PROBLEM TO SOLVE ->
Please gather every line in the records below that contains the word "window" and copy each of those lines in full.

DATA SUPPLIED ->
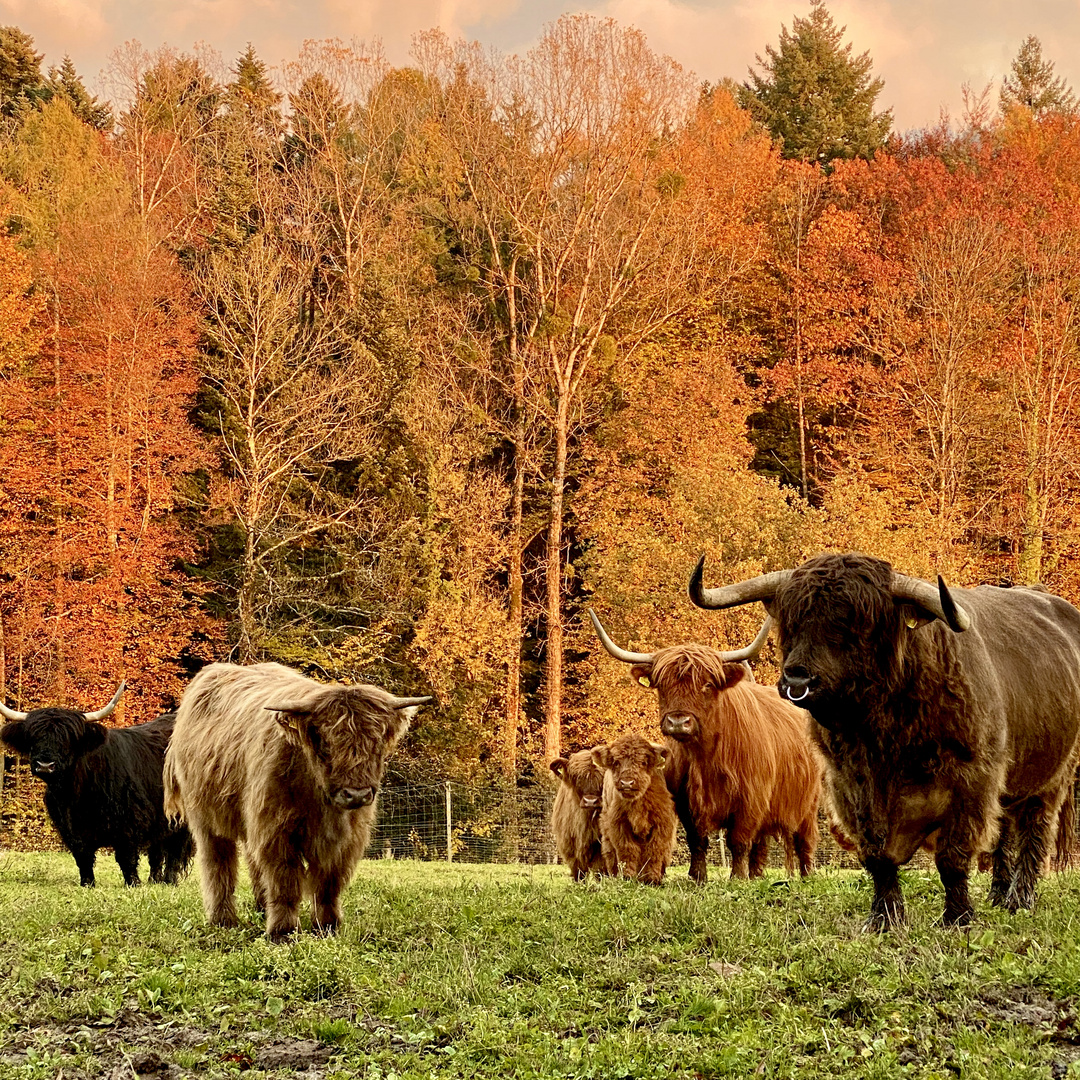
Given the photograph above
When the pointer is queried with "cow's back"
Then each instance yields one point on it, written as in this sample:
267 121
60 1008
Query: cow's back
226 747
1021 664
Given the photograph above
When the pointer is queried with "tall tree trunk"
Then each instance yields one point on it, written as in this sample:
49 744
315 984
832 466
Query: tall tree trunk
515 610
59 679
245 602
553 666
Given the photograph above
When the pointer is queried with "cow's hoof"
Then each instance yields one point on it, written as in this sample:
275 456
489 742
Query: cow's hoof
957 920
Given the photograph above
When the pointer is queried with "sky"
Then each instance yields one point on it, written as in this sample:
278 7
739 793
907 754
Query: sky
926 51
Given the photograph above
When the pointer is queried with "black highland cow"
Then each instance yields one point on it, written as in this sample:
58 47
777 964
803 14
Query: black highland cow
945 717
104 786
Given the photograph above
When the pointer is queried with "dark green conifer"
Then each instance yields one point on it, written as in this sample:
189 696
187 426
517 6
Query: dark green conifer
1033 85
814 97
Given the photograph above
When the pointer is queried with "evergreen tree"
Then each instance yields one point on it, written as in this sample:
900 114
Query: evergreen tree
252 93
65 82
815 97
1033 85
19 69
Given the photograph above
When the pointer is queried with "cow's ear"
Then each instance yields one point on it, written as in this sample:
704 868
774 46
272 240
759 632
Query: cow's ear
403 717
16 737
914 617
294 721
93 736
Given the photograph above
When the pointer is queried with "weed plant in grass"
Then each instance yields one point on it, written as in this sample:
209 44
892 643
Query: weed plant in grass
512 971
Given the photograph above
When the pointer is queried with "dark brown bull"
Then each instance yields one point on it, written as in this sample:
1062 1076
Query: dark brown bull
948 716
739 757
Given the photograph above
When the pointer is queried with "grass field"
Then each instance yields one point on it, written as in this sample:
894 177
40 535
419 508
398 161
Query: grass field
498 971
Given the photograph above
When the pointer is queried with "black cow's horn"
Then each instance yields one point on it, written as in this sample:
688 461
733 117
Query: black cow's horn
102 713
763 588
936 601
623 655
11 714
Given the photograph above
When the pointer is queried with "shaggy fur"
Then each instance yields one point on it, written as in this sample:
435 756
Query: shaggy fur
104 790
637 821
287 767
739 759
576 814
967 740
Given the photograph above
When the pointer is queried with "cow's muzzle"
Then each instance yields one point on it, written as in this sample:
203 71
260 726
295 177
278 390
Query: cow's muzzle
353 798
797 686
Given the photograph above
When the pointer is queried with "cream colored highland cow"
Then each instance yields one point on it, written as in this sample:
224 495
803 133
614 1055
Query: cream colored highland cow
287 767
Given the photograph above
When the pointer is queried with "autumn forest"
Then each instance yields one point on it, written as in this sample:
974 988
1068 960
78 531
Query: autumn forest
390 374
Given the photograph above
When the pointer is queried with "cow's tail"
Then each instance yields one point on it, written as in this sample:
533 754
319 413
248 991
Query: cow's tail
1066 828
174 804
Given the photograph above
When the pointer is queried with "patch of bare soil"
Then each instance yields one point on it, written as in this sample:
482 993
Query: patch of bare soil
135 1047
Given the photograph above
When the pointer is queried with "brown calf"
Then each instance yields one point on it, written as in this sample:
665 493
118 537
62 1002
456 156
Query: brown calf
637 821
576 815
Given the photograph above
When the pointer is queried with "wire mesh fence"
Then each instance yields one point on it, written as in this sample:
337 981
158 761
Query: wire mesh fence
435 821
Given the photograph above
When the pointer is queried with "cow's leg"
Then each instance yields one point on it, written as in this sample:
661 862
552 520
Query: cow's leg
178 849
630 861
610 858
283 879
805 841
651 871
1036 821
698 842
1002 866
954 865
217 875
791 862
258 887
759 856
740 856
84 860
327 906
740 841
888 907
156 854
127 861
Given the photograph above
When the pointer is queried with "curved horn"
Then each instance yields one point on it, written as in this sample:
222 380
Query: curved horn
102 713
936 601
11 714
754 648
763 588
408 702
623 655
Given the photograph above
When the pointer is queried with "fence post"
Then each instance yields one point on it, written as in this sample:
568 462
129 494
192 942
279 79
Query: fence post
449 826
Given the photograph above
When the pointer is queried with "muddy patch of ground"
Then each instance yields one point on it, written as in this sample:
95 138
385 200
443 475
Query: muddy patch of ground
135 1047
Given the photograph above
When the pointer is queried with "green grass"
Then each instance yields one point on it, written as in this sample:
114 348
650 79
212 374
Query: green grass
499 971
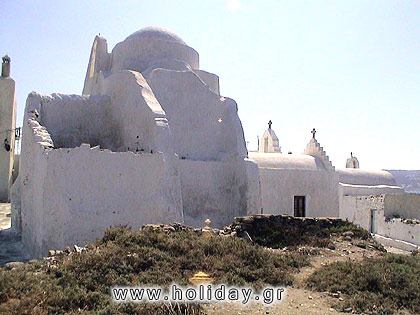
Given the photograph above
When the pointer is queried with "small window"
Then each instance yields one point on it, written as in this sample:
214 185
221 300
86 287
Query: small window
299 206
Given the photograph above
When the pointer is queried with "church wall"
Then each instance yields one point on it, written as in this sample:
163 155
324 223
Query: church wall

--

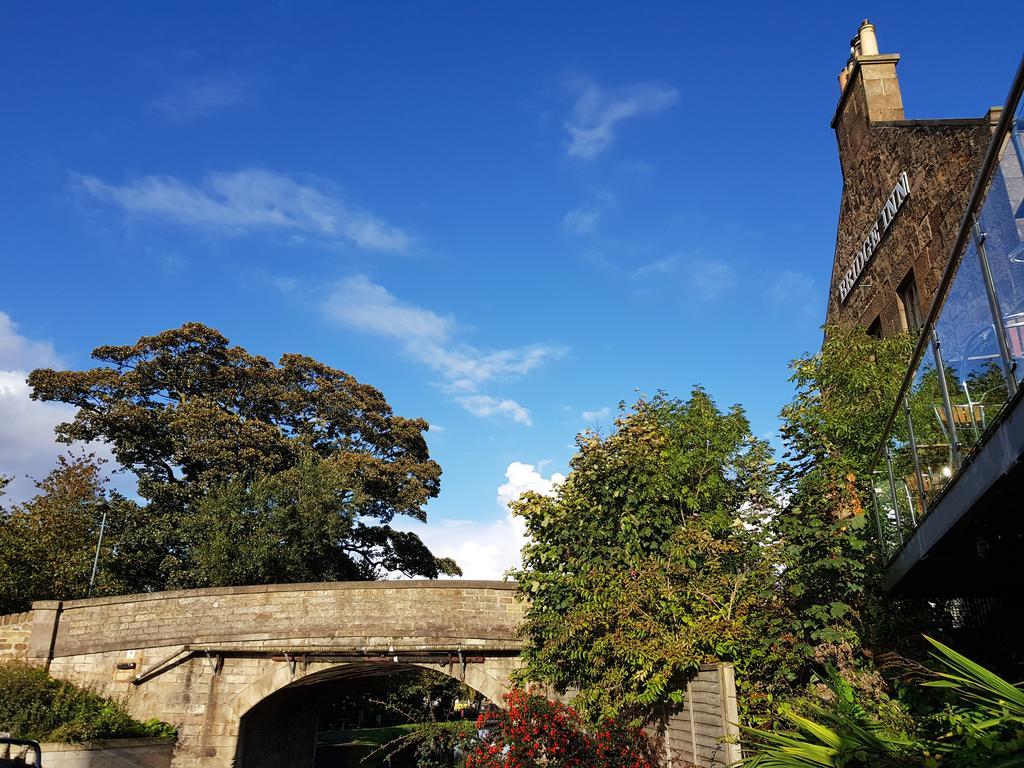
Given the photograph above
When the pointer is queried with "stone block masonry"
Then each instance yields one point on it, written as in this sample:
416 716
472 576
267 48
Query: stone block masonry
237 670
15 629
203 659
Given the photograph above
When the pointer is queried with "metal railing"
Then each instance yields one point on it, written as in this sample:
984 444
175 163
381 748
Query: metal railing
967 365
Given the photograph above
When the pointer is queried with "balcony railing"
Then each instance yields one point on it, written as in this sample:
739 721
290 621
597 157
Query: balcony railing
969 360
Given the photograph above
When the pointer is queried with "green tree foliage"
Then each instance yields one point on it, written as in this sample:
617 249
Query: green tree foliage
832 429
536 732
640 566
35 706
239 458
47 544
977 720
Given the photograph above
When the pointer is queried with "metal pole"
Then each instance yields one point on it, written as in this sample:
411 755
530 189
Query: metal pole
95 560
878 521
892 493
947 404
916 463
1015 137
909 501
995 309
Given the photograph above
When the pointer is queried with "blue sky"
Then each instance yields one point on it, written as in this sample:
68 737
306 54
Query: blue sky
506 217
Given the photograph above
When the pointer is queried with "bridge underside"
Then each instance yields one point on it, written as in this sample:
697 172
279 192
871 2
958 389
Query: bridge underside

WRITTEN SOLUTION ->
When the pointer is queried with "small window"
Query: small window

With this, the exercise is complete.